### Исходные данные
----

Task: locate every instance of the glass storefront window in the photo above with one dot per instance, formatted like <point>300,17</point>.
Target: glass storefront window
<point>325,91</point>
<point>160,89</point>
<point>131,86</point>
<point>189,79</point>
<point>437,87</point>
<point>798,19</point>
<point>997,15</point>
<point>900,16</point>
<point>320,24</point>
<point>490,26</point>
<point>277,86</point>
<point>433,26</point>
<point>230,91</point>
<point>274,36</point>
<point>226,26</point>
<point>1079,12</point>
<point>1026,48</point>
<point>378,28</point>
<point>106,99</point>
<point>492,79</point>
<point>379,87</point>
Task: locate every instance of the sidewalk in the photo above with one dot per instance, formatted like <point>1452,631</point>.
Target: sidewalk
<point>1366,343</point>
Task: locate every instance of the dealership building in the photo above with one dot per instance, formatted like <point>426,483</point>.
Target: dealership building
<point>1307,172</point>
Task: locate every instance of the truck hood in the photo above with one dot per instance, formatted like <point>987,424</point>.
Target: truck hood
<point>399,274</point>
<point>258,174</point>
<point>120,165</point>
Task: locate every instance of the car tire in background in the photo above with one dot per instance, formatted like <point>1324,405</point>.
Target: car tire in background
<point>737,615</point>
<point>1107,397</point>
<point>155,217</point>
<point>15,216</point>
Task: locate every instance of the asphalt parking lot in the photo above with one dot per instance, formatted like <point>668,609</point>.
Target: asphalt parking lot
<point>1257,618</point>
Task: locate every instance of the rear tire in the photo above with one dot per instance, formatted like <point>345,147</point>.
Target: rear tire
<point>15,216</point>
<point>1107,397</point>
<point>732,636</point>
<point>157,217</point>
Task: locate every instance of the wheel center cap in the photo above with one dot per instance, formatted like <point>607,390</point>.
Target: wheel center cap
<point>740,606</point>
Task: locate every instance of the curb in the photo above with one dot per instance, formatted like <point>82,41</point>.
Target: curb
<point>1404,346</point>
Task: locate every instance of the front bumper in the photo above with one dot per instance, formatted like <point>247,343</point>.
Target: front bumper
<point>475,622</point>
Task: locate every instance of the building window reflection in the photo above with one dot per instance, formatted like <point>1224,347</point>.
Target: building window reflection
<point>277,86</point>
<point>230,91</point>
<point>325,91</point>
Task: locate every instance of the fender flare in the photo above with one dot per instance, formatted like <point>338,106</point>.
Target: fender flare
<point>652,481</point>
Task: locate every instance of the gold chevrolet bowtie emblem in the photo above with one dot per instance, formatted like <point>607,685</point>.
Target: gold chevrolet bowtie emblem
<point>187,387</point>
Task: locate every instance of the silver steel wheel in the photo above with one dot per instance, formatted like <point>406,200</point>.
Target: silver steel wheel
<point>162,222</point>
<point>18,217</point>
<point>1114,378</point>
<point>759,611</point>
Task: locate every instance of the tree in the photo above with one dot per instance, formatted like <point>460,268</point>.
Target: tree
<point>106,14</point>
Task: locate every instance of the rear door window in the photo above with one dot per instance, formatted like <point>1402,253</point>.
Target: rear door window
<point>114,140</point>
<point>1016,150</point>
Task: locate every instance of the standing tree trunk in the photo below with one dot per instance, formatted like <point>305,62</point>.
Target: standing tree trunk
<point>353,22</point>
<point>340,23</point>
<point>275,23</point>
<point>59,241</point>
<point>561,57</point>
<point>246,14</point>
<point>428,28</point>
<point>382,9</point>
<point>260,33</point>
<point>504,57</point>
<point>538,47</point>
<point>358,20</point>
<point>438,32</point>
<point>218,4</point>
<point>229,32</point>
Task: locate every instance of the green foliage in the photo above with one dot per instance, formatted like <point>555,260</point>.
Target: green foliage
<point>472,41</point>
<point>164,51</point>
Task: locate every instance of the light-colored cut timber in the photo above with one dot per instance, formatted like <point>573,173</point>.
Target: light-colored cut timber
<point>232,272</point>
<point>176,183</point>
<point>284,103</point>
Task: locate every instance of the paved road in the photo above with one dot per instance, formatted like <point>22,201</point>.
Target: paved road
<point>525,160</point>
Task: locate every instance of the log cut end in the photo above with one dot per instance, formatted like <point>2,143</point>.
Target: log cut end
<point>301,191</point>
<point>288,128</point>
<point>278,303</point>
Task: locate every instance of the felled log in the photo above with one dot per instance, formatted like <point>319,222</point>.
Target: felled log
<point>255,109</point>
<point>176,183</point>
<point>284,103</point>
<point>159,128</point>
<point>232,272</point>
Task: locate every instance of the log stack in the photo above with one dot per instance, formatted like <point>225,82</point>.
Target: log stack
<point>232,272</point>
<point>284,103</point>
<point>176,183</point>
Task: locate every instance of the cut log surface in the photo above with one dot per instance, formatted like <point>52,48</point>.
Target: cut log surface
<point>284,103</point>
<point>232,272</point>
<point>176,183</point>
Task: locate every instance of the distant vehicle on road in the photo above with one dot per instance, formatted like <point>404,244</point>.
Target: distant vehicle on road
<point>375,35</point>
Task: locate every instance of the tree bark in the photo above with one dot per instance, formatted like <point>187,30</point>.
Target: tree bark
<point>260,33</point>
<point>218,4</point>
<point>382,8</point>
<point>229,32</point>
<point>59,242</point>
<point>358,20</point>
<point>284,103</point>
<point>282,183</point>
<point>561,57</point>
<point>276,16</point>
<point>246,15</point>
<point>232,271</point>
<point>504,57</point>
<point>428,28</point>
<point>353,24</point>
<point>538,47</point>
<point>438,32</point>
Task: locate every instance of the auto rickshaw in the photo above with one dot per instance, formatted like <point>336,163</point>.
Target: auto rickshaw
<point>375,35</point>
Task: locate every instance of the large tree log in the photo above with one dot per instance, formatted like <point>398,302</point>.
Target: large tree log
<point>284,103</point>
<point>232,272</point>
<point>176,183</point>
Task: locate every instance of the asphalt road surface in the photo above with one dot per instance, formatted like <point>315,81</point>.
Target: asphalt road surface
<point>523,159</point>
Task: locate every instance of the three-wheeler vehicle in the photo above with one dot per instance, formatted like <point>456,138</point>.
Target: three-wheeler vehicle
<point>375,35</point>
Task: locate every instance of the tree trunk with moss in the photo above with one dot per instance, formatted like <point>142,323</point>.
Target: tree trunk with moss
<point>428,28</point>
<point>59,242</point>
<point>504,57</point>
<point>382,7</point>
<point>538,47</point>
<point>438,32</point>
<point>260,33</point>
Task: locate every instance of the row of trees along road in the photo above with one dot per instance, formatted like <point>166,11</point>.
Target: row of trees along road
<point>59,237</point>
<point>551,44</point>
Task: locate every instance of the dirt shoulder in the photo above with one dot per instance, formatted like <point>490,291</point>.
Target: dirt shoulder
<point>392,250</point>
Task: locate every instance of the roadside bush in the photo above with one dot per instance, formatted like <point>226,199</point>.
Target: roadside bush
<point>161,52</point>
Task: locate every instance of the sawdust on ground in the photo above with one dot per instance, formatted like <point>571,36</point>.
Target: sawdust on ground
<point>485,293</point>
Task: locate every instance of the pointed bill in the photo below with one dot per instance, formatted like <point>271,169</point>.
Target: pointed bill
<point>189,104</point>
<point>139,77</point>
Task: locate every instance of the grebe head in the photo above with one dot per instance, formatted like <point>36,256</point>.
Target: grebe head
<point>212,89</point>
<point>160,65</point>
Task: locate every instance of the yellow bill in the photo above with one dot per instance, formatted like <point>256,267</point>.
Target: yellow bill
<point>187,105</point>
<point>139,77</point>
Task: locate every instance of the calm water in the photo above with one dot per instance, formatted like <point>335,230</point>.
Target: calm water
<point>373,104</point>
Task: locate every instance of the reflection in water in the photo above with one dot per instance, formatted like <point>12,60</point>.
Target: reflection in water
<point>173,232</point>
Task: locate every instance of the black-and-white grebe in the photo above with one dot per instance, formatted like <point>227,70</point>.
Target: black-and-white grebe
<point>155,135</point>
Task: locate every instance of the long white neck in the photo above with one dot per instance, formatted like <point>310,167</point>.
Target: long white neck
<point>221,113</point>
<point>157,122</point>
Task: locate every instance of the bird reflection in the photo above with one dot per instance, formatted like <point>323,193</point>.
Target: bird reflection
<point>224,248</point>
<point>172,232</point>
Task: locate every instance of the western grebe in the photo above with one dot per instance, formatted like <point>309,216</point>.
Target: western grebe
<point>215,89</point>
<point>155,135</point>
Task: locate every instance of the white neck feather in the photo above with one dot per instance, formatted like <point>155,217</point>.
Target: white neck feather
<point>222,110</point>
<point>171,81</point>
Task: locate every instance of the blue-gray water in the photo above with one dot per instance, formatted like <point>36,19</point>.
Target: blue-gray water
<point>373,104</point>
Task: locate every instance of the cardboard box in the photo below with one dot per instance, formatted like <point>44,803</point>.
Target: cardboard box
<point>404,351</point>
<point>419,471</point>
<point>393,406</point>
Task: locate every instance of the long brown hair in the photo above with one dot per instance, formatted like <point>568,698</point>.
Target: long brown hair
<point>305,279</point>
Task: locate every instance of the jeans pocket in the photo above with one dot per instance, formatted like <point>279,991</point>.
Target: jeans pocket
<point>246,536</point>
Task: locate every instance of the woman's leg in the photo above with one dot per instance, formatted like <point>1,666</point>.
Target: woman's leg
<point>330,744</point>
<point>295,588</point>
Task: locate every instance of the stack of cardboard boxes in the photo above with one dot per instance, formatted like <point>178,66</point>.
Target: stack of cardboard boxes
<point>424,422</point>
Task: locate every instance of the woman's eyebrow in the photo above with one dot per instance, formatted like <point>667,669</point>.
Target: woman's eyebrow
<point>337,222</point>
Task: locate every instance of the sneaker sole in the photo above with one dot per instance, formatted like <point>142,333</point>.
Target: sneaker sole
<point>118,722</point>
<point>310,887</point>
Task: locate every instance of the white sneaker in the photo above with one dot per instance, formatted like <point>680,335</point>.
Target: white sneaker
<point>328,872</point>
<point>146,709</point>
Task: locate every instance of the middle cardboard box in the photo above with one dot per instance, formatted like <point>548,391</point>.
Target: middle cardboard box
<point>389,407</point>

----

### Текст задания
Повторите без изменений строки данных выше, начиная со строки с «Task: locate every instance of the western» и до самого конца данных, включая обе границы.

### Решение задачи
Task: locate every instance of the western grebe in the photo above with one dot per instance, formatted like <point>309,216</point>.
Target: western grebe
<point>215,89</point>
<point>155,135</point>
Task: locate every instance of the white neck feather in the photo above with one dot per instance, formatted like <point>155,217</point>.
Target: white neck feather
<point>222,110</point>
<point>171,81</point>
Task: locate every instance of the blue-gray water in the photo above with one dot per instance, formatted like <point>36,19</point>.
Target: blue-gray water
<point>373,104</point>
Task: locate every instance of the cardboard box in the photo below with one dot per instance, formatted like <point>44,803</point>.
Target: cardboard box
<point>404,351</point>
<point>419,471</point>
<point>393,406</point>
Task: locate every instance of the long brown hair in the photo above with one dot per instance, formatted like <point>568,698</point>.
Target: long brown hair
<point>305,279</point>
Task: locate every instance of the jeans pocket in the photo above with one dot per instance, formatted like <point>279,991</point>.
Target: jeans pocket
<point>246,536</point>
Task: locate every instance of the woman's leg in the photo above with one dot per instance, formatted like <point>1,666</point>.
Target: woman's leg
<point>330,744</point>
<point>295,588</point>
Task: locate every instance of the stack of cardboard boxes in the photo above with one dot per instance, formatted like <point>178,66</point>.
Target: stack of cardboard boxes
<point>424,422</point>
Task: locate every instance of the woman's eyebrow in the photo above with one dot per instance, formatted like <point>667,669</point>.
Target: woman's eyebrow
<point>337,222</point>
Task: locate every instance of the sneaker sole in the photo above with one dot per instance, formatted like <point>142,333</point>.
Target: sneaker sole
<point>118,722</point>
<point>310,887</point>
Task: locate every instance of the white sneaker in the photo above with one dot per instance, formatted like <point>680,335</point>.
Target: white sneaker
<point>328,872</point>
<point>146,709</point>
Task: locate every instance of the middle cardboard box in the photo above with one dot per instance, formatted like <point>548,391</point>.
Target: middle cardboard box
<point>389,407</point>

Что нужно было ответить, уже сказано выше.